►

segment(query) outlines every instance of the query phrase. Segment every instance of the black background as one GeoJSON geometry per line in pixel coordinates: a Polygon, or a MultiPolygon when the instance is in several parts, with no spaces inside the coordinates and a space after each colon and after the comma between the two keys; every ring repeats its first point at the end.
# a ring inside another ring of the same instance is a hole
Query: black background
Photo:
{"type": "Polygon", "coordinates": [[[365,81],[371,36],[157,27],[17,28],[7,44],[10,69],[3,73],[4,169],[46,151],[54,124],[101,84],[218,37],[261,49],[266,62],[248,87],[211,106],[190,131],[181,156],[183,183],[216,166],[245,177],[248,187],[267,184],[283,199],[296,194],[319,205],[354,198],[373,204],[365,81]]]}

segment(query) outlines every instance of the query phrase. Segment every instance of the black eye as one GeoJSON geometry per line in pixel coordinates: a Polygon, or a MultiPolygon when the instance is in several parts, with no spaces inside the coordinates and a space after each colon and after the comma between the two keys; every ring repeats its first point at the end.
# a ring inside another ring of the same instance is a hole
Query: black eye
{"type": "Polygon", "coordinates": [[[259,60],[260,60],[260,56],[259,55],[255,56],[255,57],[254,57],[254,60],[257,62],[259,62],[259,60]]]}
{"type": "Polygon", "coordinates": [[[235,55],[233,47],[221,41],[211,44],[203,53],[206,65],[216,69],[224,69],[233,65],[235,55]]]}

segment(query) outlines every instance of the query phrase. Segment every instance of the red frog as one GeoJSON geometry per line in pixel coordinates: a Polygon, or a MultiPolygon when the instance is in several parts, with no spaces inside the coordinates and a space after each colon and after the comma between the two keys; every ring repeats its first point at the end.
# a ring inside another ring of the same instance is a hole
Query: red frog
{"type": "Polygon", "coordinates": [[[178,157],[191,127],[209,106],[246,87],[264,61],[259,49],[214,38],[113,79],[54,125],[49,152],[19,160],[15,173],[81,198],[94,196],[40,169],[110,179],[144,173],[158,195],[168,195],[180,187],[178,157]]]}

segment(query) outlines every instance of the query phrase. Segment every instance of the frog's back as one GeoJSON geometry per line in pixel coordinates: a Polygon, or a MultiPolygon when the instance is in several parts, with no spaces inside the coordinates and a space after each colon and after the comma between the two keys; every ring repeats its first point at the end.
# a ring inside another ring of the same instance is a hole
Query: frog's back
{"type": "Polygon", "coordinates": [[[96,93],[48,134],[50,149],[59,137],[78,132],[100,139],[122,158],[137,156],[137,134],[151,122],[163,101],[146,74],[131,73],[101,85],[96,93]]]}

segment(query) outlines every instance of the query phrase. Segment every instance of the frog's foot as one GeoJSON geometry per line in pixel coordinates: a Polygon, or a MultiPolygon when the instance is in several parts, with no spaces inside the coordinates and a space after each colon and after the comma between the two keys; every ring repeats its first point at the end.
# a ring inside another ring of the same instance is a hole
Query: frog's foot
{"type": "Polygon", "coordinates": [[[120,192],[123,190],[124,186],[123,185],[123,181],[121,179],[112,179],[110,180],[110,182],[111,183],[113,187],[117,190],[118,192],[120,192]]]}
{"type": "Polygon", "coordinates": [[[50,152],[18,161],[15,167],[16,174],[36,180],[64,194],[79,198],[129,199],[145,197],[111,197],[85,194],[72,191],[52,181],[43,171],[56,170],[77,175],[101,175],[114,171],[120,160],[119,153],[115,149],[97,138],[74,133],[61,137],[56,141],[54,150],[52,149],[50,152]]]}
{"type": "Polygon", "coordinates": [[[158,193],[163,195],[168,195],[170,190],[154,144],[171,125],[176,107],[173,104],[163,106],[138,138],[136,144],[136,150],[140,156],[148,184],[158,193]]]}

◄

• EXERCISE REQUIREMENTS: Reproduce all of the entries above verbatim, from the first line to the last.

• WRITTEN RESPONSE:
segment(query) outlines every instance of the query phrase. Segment every instance of the black background as one GeoJSON geometry per line in pixel coordinates: a Polygon, or a MultiPolygon when the instance is in several parts, with no spaces inside the coordinates and a space after each colon and after the comma between the two keys; every ring repeats its first point at the end.
# a ring inside another ring of the same instance is a hole
Query: black background
Photo:
{"type": "Polygon", "coordinates": [[[365,81],[371,36],[157,27],[17,28],[7,44],[10,69],[3,73],[4,169],[46,151],[54,124],[101,84],[218,37],[261,49],[266,62],[248,87],[211,106],[190,131],[181,156],[183,183],[216,166],[245,177],[248,187],[267,184],[283,199],[296,194],[319,205],[354,198],[373,204],[365,81]]]}

segment(query) outlines every instance of the query phrase. Segment every instance of the black eye as one GeoJSON geometry per line in pixel coordinates: a Polygon, or a MultiPolygon when the instance is in several parts, with no spaces inside the coordinates and a space after each colon and after the comma between the two keys; every ring repeats its first point at the end.
# a ring inside another ring of the same instance is a hole
Query: black eye
{"type": "Polygon", "coordinates": [[[259,60],[260,60],[260,56],[259,55],[255,56],[255,57],[254,57],[254,60],[257,62],[259,62],[259,60]]]}
{"type": "Polygon", "coordinates": [[[235,55],[233,47],[221,41],[211,44],[203,53],[206,65],[216,69],[224,69],[233,65],[235,55]]]}

segment(query) outlines every instance of the query phrase. Segment every instance of the red frog as one GeoJSON geometry per line in pixel coordinates: a Polygon, or a MultiPolygon when the instance is in several parts, with no spaces inside the coordinates and a space after each colon and after the comma between the two keys; every ring repeats its first point at the end.
# a ring inside another ring of the same instance is a hole
Query: red frog
{"type": "Polygon", "coordinates": [[[178,157],[191,127],[209,106],[246,87],[264,61],[259,49],[214,38],[113,79],[54,125],[49,152],[19,160],[15,173],[81,198],[94,196],[40,169],[110,179],[144,173],[158,195],[168,195],[180,187],[178,157]]]}

segment(query) outlines every instance of the query phrase. Segment every instance of the frog's back as one GeoJSON geometry per line in pixel coordinates: a Polygon, or a MultiPolygon when the instance is in several parts, with no spaces inside the coordinates and a space after each colon and after the comma between the two keys; every ring repeats its first point at the end.
# a ring inside another ring of the same instance is a hole
Query: frog's back
{"type": "Polygon", "coordinates": [[[96,93],[48,134],[50,149],[59,137],[78,132],[100,139],[122,158],[137,156],[137,134],[151,122],[163,101],[146,74],[131,73],[101,85],[96,93]]]}

segment(query) outlines every instance of the query phrase. Segment every instance of the frog's foot as one GeoJSON geometry per line in pixel coordinates: a Polygon, or a MultiPolygon when the instance is in several parts, with no spaces inside the coordinates and a space after each colon and after the comma between the two keys; every ring repeats its first point at the end.
# a ring inside another ring of the same instance is a hole
Query: frog's foot
{"type": "Polygon", "coordinates": [[[120,192],[123,190],[124,186],[123,185],[123,181],[121,179],[112,179],[110,180],[110,182],[111,183],[113,187],[117,190],[118,192],[120,192]]]}
{"type": "Polygon", "coordinates": [[[50,152],[18,161],[15,167],[16,174],[36,180],[64,194],[79,198],[129,199],[145,197],[111,197],[85,194],[72,191],[52,181],[43,171],[56,170],[77,175],[101,175],[114,171],[120,160],[119,153],[115,149],[97,138],[74,133],[61,137],[56,141],[54,150],[52,149],[50,152]]]}
{"type": "Polygon", "coordinates": [[[158,193],[163,195],[168,195],[170,190],[154,144],[171,125],[176,107],[173,104],[163,106],[138,138],[136,144],[136,150],[140,156],[148,184],[158,193]]]}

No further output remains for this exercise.